[Recorded data]
Segment Open
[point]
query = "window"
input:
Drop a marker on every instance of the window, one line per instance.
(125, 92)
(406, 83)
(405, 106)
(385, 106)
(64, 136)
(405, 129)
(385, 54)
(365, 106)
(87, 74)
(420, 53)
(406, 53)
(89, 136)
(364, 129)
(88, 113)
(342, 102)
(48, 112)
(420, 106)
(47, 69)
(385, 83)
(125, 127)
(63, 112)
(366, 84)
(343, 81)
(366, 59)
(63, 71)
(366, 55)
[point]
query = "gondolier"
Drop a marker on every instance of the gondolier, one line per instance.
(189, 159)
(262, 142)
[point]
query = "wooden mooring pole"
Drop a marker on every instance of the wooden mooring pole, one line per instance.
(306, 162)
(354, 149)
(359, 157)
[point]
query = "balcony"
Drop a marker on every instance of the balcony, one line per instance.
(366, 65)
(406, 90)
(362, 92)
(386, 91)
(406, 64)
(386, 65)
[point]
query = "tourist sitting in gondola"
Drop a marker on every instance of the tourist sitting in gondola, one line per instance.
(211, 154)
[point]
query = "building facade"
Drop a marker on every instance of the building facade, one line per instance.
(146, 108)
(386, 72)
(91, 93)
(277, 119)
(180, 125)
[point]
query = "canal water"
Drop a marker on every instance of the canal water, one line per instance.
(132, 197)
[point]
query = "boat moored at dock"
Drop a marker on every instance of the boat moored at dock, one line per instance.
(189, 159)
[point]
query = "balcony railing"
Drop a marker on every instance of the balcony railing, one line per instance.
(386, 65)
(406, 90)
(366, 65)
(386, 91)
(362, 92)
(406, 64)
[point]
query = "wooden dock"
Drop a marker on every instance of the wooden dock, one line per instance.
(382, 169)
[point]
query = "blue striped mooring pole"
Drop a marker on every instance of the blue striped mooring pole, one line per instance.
Segment Closed
Among the lines of the data, identify those with the word "striped". Copy each of them.

PROBLEM SOLUTION:
query = "blue striped mooring pole"
Drop a marker on every instance of the blue striped mooring pole, one line per instance.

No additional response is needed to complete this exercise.